Data entries
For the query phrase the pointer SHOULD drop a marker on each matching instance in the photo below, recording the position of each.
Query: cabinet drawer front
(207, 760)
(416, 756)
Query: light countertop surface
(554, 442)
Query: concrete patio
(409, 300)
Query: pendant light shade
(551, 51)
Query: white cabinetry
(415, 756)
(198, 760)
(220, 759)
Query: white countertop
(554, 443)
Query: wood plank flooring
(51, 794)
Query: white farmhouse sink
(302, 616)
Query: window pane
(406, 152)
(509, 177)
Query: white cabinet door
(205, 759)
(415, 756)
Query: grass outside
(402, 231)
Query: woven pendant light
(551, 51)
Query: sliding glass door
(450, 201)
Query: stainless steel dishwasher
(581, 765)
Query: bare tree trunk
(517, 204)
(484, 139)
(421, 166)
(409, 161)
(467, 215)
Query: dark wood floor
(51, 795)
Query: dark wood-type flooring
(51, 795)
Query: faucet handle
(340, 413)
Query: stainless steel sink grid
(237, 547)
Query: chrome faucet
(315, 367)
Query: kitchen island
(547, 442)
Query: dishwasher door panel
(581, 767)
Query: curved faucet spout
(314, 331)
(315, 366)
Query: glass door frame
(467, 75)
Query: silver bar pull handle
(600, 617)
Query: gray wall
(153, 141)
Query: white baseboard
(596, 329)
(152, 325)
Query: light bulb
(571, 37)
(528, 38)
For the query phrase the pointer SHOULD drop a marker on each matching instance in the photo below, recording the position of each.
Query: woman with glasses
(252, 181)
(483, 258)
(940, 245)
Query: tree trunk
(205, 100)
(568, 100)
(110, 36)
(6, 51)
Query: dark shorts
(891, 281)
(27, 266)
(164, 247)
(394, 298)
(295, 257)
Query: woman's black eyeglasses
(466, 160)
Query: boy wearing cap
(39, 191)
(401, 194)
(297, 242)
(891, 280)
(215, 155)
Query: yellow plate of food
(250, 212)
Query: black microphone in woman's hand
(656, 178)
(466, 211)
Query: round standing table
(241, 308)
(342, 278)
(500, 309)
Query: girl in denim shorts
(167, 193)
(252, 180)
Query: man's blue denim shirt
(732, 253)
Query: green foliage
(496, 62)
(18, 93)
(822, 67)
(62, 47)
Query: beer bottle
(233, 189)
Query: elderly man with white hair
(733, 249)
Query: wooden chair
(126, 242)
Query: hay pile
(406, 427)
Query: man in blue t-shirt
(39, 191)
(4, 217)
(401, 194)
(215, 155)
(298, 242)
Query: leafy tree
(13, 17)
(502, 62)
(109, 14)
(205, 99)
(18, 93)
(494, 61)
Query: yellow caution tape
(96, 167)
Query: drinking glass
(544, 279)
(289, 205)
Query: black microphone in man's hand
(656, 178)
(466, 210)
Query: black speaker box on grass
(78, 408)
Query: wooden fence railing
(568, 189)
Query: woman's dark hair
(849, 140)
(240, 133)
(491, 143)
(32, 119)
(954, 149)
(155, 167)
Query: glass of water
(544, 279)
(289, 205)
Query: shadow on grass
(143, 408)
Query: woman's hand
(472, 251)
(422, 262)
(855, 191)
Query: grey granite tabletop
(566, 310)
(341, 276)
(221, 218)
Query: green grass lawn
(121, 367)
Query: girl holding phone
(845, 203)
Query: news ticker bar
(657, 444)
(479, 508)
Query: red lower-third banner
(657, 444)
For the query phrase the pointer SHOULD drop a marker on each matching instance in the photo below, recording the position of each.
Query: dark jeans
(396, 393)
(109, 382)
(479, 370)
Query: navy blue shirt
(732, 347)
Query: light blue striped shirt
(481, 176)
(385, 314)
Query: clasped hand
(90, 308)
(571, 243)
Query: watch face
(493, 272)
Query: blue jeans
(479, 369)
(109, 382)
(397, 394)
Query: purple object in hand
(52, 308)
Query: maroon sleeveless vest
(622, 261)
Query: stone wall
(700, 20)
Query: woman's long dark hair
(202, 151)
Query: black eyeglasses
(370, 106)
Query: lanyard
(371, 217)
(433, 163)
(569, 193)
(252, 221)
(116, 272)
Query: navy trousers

• Work to be completed
In full and without error, retype the entries above.

• Solution for this problem
For the query phrase the pointer SHOULD drop a marker on each matching instance in the photo below, recording the position of each.
Query: cabinet drawer front
(207, 760)
(416, 756)
Query: light countertop surface
(554, 442)
Query: concrete patio
(409, 300)
Query: pendant light shade
(551, 51)
Query: white cabinetry
(415, 756)
(198, 760)
(220, 759)
Query: white countertop
(554, 443)
Query: wood plank flooring
(51, 794)
Query: white farmhouse sink
(302, 616)
Query: window pane
(406, 152)
(509, 177)
Query: white cabinet door
(205, 759)
(415, 756)
Query: grass outside
(402, 231)
Query: woven pendant light
(551, 51)
Query: sliding glass door
(450, 201)
Query: stainless steel dishwasher
(581, 765)
Query: bare tree trunk
(517, 204)
(484, 139)
(421, 166)
(409, 161)
(467, 215)
Query: dark wood floor
(51, 795)
Query: dark wood-type flooring
(51, 795)
Query: faucet handle
(340, 413)
Query: stainless steel sink grid
(237, 547)
Query: chrome faucet
(315, 367)
Query: kitchen island
(547, 442)
Query: dishwasher door panel
(581, 767)
Query: curved faucet spout
(314, 331)
(315, 366)
Query: glass door frame
(467, 75)
Query: silver bar pull handle
(600, 617)
Query: gray wall
(153, 141)
Query: white baseboard
(596, 329)
(152, 325)
Query: light bulb
(571, 37)
(528, 38)
For the query phrase the pointer SHOULD drop a marker on each matching instance in the photo below, recording the position of each.
Query: woman with glasses
(252, 181)
(483, 258)
(940, 245)
Query: tree trunk
(205, 100)
(568, 100)
(110, 36)
(6, 51)
Query: dark shorts
(891, 281)
(27, 266)
(164, 247)
(394, 298)
(295, 257)
Query: woman's black eyeglasses
(466, 160)
Query: boy wearing cap
(39, 191)
(401, 194)
(297, 242)
(891, 280)
(215, 155)
Query: yellow plate of food
(250, 212)
Query: black microphone in woman's hand
(656, 178)
(466, 211)
Query: round standing table
(241, 308)
(342, 278)
(500, 309)
Query: girl in denim shorts
(167, 193)
(252, 180)
Query: man's blue denim shirt
(732, 253)
Query: green foliage
(496, 62)
(18, 93)
(822, 67)
(62, 47)
Query: beer bottle
(233, 189)
Query: elderly man with white hair
(733, 249)
Query: wooden chair
(126, 242)
Query: hay pile
(406, 427)
Query: man in blue t-shirt
(39, 191)
(4, 217)
(401, 194)
(215, 155)
(298, 242)
Query: leafy tree
(13, 17)
(502, 62)
(109, 14)
(205, 99)
(18, 93)
(494, 61)
Query: yellow caution tape
(96, 167)
Query: drinking glass
(544, 279)
(289, 205)
Query: black microphone in man's hand
(656, 178)
(466, 210)
Query: black speaker box on grass
(78, 408)
Query: wooden fence railing
(568, 189)
Query: woman's dark hair
(849, 140)
(240, 133)
(491, 143)
(32, 119)
(954, 149)
(155, 167)
Query: glass of water
(544, 279)
(289, 205)
Query: shadow on grass
(143, 408)
Query: woman's hand
(472, 251)
(422, 262)
(855, 191)
Query: grey granite tabletop
(566, 310)
(341, 276)
(221, 218)
Query: green grass lawn
(121, 367)
Query: girl holding phone
(845, 203)
Query: news ticker bar
(657, 444)
(479, 508)
Query: red lower-third banner
(657, 444)
For the query phrase the pointer SHOULD drop a marker on each matching instance in the photo below, recording the position of each.
Query: dark jeans
(396, 393)
(109, 382)
(479, 370)
Query: navy blue shirt
(732, 347)
Query: light blue striped shirt
(481, 176)
(385, 314)
Query: clasped hand
(90, 308)
(571, 243)
Query: watch face
(493, 272)
Query: blue jeans
(479, 369)
(109, 382)
(397, 394)
Query: purple object in hand
(52, 308)
Query: maroon sleeveless vest
(622, 261)
Query: stone wall
(700, 20)
Query: woman's long dark hair
(202, 151)
Query: black eyeglasses
(370, 106)
Query: lanyard
(371, 217)
(433, 163)
(569, 193)
(252, 221)
(116, 272)
Query: navy trousers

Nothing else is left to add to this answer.